- PASSAGE -
++++++

Hague Abduction Convention: The Defense of Grave Risk of Harm Is Not Working

Posted by Jeremy Morley | Feb 03, 2008 | 0 Comments

The case of Van de Sande v. Van de Sande, which was remanded by the Seventh Circuit to the district court in Illinois in 2005 (431 F.3d 567 (7th Cir. 2005) appears to have taken a tragic turn.

The district court has now rendered a ruling in which it has thrown the proverbial book at the violent and dangerous petitioner-father. Sande v. Sande, No. 05 CV 1182 (N.D.Ill. 01/29/2008).But the ruling is apparently far too little and far too late. The children are in Belgium and in danger. And the judicial system seems to have been part of the problem, not part of the solution.

The case concerns the two young children of a Belgian father and an American mother who married in Illinois and then moved to Belgium. The father regularly and continually abused the mother physically and verbally and repeatedly threatened to kill her. Some of this conduct occurred in front of the children. He also threatened the children.

During a family visit to Illinois the mother refused to return to Belgium. The father then returned to Belgium, secured a custody order in his favor from a Belgian court and then brought a return petition under the Hague Convention. He won summary judgment in his Hague case in the federal district court. The court dismissed the mother's defense of grave risk of harm under Article 13(b) of the Convention, primarily because she did not establish that the Belgian legal system could not or would not protect the children. On appeal, the Seventh Circuit held that the district court should review “the adequacy of conditions that would protect the children” if returned to Belgium.

What happened next is where a bad situation got far worse. The problem seems to have resulted from mediation in the district court and with an independent mediator specializing in family issues. Mediation produced an agreement pursuant to which the court entered an agreed order which allowed the father to take the children to Belgium, so long as he returned the children to the mother's custody in Illinois no later than a specified date. He was also required to ask the Belgian court for a continuance until after the date set for the next district court hearing. Not surprisingly, once the father took the children to Belgium he refused to return them and instead of getting a continuance from the Belgian court he succeeded in getting an order that confirmed his sole custody.

++++++

- EXTRACTED INFORMATION -
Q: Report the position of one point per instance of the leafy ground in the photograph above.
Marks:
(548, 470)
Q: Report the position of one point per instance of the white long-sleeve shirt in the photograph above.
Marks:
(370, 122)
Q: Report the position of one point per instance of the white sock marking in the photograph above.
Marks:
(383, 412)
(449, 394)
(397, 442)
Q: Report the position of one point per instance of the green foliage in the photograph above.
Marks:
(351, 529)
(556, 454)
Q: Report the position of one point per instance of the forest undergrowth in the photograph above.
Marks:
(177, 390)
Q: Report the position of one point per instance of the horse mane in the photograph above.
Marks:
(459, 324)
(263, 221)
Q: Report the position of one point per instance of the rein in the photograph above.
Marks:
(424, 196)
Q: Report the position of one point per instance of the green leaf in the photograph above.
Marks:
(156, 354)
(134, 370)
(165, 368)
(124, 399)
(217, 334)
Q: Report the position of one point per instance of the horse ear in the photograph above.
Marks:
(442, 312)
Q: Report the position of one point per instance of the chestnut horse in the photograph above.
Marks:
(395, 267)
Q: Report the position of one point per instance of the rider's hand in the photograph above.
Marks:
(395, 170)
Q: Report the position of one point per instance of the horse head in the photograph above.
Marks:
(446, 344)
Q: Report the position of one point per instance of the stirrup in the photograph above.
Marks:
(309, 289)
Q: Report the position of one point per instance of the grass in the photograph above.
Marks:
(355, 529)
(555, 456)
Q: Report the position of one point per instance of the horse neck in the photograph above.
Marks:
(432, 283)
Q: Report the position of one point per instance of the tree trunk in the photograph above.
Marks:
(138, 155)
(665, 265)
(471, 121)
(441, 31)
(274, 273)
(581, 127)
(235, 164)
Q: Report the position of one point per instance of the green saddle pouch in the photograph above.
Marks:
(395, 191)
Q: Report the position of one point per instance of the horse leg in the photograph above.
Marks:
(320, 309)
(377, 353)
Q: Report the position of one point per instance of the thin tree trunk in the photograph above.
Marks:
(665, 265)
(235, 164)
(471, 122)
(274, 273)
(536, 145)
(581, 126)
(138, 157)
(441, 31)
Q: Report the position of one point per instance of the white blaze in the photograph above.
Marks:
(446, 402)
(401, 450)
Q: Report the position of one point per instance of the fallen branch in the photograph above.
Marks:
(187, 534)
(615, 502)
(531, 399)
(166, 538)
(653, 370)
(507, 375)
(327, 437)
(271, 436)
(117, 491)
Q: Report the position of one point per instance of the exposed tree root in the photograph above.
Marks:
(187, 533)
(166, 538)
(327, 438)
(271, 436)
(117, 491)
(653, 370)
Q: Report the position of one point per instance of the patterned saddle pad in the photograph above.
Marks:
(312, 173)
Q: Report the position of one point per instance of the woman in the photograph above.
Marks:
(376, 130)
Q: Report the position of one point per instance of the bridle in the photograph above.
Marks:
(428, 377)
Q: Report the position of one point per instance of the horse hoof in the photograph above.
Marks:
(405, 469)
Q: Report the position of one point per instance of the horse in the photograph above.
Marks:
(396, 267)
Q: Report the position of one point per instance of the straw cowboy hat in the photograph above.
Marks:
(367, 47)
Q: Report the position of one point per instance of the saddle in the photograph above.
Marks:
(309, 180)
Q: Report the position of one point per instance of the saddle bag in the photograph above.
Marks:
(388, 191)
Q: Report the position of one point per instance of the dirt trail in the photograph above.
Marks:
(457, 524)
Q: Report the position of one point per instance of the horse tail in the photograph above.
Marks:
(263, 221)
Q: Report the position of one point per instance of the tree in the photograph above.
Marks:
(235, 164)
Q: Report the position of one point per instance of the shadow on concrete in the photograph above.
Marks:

++++++

- GIVEN EXERCISE -
Please summarize the post about the Van de Sande case in two sentences. The listing isn't needed for this work.

- ANSWER -
After the American mother refused to return to Belgium, her Belgian husband, who had repeatedly abused and threatened her, won summary judgment on his Hague Convention return petition, though the Seventh Circuit remanded the case so the district court could review the conditions that would protect the children. A mediated agreed order then let him take the children to Belgium on condition that he bring them back, but he refused and obtained a Belgian order confirming his sole custody, so the district court's later ruling against him came far too late to help the children.